== MATERIAL FOR THIS EXERCISE ==

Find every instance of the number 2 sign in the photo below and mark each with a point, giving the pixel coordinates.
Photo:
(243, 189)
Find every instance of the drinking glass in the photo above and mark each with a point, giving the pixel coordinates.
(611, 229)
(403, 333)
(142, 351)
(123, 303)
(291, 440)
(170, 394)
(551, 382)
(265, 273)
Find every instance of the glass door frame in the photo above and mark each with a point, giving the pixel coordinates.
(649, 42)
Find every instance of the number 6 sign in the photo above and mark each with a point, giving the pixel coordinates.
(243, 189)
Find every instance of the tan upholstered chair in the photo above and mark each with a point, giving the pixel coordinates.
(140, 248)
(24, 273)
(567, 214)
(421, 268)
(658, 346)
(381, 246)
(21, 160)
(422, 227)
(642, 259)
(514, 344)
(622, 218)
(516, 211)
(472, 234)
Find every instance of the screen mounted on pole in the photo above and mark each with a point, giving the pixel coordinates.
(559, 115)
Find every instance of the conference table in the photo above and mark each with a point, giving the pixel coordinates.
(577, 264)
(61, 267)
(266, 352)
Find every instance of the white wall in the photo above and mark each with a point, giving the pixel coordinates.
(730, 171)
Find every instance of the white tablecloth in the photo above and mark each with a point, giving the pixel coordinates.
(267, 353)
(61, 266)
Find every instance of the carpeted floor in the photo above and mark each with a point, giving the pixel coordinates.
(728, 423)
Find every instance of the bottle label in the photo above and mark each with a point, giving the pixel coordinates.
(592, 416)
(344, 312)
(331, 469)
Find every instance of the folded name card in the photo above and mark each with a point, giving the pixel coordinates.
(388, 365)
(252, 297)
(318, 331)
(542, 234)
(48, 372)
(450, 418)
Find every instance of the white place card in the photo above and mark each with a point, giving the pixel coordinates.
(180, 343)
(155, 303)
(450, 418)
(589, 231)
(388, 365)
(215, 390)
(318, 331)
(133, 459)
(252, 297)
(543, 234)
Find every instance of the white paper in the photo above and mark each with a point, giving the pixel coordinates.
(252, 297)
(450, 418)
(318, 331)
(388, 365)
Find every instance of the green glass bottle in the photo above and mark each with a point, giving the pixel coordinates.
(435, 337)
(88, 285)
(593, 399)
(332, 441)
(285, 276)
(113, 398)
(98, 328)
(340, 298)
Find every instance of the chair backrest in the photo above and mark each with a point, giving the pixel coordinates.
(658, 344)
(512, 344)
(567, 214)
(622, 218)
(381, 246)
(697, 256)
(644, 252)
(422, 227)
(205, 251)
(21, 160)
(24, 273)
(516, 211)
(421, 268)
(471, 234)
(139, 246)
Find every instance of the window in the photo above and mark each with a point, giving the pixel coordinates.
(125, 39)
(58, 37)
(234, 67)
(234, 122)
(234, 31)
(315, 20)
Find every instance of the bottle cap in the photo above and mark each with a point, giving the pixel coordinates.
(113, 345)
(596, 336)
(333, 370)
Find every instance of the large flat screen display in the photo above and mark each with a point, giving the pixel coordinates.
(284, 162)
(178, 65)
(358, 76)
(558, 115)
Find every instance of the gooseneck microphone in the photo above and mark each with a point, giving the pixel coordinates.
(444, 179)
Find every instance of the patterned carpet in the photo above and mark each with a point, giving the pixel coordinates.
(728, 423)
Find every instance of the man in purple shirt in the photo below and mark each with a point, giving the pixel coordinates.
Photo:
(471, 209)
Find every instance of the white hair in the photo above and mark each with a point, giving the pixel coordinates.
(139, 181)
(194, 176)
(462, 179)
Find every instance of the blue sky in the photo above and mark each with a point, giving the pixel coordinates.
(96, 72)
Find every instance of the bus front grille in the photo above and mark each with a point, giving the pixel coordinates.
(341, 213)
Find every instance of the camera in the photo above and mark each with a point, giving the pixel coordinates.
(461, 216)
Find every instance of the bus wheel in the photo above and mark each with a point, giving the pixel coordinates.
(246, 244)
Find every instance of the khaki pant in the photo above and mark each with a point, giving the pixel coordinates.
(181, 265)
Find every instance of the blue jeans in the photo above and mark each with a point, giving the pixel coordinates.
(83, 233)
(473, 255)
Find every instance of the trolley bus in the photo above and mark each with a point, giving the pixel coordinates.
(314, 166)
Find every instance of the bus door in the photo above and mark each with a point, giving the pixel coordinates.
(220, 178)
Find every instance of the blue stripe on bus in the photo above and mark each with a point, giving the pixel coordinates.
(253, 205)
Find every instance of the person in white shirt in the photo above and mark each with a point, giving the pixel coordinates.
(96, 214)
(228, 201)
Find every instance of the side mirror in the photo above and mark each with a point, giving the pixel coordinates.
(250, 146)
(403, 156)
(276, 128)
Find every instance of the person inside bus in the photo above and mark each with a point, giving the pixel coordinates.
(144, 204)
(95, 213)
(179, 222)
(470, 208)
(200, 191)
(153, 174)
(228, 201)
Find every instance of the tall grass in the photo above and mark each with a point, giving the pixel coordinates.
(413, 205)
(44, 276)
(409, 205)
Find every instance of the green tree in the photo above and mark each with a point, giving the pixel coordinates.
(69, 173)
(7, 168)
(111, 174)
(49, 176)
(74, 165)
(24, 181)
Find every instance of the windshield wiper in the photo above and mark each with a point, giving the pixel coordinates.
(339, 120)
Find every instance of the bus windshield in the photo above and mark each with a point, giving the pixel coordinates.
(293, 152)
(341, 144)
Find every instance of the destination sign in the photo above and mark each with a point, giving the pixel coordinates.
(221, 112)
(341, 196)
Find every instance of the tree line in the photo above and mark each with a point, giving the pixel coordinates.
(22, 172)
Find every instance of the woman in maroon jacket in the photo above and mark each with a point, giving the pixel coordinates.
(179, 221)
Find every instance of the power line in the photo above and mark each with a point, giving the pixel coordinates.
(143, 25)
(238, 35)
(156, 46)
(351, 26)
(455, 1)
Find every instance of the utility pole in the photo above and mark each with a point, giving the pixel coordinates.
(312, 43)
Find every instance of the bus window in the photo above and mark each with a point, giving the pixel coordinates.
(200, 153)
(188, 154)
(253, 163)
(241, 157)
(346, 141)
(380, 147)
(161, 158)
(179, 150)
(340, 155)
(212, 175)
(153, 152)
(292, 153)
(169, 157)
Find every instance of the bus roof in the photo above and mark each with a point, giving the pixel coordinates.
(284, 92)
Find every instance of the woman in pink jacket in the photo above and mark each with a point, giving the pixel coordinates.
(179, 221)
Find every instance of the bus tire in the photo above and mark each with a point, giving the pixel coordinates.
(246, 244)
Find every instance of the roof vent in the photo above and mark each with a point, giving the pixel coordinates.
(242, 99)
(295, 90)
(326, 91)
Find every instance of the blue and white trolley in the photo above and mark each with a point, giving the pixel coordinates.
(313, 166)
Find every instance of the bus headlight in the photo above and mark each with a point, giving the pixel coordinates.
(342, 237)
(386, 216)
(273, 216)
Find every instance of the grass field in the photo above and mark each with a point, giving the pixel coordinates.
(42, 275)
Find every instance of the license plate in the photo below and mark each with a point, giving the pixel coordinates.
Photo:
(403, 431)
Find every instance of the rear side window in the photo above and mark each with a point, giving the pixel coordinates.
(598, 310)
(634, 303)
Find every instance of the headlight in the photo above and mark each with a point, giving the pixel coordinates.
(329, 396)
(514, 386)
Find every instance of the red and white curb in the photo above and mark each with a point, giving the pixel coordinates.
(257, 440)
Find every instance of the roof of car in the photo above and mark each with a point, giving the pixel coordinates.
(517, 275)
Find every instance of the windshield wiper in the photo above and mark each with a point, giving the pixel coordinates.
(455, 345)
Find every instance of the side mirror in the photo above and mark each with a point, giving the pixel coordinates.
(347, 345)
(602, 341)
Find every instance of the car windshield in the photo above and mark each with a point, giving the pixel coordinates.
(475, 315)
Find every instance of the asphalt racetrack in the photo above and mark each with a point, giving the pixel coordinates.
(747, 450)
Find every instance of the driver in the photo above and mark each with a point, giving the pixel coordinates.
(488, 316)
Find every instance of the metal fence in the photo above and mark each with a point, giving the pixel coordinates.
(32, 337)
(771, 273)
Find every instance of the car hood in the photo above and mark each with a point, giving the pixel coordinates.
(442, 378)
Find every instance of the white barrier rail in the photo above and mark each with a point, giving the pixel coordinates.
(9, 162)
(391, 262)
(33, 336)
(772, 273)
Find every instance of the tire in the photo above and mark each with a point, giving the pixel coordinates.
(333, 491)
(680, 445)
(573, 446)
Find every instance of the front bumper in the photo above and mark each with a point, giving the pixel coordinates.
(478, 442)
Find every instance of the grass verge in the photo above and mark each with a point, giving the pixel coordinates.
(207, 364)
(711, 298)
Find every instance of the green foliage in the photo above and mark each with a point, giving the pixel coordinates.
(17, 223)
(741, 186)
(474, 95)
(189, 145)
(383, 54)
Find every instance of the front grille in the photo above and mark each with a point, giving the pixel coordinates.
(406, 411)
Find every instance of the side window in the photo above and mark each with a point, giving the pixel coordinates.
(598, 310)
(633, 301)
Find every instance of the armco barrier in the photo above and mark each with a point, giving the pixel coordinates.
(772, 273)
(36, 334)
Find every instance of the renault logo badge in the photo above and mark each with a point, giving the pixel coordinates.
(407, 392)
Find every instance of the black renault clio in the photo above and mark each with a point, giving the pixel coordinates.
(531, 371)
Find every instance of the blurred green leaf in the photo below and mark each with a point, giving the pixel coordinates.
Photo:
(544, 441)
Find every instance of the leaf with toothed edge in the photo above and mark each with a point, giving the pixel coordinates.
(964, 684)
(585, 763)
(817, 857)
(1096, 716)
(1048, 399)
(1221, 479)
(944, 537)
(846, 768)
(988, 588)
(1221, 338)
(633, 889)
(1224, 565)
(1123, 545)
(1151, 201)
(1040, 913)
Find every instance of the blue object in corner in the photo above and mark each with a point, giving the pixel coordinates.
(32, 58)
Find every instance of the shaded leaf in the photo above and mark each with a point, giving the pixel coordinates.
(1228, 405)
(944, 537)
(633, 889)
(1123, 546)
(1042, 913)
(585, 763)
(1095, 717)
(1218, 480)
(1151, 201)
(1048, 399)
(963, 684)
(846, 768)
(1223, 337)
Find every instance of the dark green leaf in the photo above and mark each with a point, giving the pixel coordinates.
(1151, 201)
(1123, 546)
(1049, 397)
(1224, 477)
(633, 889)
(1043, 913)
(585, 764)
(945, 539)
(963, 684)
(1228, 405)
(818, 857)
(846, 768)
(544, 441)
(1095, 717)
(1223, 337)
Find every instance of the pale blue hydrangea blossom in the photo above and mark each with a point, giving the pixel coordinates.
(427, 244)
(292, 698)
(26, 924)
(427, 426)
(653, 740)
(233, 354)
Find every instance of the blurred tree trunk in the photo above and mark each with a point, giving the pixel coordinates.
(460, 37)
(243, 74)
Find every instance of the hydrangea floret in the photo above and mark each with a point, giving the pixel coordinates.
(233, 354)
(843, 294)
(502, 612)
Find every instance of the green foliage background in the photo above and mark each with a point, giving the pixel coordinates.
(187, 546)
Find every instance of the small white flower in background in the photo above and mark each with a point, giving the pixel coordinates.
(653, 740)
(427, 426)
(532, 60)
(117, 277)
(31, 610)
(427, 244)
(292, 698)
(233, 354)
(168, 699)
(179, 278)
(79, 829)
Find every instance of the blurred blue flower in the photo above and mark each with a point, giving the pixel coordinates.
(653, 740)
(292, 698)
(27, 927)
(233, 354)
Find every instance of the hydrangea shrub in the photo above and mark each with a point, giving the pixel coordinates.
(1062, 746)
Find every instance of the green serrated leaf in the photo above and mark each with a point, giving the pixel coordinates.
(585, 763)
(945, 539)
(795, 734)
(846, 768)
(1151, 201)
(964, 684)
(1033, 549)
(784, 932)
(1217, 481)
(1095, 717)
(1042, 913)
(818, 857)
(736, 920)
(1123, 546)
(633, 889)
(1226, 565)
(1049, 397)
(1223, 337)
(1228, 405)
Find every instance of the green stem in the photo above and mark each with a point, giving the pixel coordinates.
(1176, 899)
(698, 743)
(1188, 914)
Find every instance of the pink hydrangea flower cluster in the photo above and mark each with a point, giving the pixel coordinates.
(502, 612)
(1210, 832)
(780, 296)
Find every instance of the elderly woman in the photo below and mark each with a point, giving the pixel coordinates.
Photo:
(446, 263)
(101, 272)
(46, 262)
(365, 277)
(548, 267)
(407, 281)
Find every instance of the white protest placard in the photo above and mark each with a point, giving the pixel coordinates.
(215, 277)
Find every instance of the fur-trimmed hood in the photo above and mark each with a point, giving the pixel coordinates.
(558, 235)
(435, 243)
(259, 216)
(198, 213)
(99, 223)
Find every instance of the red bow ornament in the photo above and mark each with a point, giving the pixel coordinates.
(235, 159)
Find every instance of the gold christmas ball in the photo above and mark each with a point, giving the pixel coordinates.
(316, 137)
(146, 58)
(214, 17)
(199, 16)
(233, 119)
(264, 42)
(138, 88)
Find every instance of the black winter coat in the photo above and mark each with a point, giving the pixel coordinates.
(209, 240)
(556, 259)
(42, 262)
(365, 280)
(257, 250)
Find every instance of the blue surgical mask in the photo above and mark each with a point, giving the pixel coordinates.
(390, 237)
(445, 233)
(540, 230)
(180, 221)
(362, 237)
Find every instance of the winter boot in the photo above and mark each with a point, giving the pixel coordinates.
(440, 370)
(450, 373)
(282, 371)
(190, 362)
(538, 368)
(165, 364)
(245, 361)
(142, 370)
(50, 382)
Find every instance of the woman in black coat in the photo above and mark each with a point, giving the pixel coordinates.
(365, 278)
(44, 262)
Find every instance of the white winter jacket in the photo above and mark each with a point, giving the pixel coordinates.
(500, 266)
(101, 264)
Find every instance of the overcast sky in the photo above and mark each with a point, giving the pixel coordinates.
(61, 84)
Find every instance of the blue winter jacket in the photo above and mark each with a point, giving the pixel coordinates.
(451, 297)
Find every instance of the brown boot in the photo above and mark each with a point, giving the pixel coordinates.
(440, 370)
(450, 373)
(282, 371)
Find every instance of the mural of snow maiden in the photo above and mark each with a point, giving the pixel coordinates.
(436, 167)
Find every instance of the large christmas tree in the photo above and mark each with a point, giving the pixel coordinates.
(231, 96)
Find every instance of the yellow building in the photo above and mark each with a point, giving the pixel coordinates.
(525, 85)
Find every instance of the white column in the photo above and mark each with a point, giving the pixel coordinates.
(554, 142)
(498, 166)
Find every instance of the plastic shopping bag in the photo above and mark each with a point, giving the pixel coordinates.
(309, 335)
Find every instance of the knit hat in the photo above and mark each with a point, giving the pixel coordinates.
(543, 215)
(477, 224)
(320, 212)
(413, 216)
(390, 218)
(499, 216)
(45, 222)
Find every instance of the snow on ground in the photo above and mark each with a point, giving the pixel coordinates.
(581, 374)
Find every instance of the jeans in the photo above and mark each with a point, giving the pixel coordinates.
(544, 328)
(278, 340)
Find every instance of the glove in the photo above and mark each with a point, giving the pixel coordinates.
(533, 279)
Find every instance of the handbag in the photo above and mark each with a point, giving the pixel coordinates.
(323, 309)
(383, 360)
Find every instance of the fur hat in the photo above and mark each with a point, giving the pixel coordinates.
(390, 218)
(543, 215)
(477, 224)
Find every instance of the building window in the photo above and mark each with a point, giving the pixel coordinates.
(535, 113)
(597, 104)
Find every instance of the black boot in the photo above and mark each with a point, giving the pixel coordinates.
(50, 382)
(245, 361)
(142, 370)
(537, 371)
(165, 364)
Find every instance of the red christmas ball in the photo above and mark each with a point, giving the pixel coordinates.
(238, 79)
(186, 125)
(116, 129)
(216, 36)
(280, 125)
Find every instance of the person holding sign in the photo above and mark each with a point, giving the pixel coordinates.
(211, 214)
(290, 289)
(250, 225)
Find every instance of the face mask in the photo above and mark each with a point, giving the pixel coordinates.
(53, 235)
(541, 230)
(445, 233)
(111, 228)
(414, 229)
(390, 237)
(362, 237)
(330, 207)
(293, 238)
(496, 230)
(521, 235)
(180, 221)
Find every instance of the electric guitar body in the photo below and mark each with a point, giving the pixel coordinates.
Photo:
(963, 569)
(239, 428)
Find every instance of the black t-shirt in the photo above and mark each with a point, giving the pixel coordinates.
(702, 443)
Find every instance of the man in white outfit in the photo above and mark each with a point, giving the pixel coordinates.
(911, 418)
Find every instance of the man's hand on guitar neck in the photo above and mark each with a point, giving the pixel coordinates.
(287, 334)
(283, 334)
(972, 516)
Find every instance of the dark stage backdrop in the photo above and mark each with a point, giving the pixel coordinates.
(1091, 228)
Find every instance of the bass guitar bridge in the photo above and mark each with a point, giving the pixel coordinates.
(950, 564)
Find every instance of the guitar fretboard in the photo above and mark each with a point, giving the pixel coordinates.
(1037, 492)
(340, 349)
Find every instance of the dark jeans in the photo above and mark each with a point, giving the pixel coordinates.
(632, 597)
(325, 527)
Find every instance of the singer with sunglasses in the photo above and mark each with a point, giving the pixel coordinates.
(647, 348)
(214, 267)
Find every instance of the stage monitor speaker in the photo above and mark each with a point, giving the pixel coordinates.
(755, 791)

== WHAT YOU WILL DO ==
Rewrite the items from the line containing "Find every instance of the singer" through the end of the items as a JSON list of strings, one string per line, with blank lines left out.

== ANSWER TO THE EXERCISE ==
[
  "Find every instance of the singer with sunglasses in the photo above and mark each with a point, giving the pixel coordinates.",
  "(647, 348)",
  "(214, 267)",
  "Find every instance of the stage monitor speaker in the photo above and mark each with a point, giving the pixel coordinates.",
  "(755, 791)"
]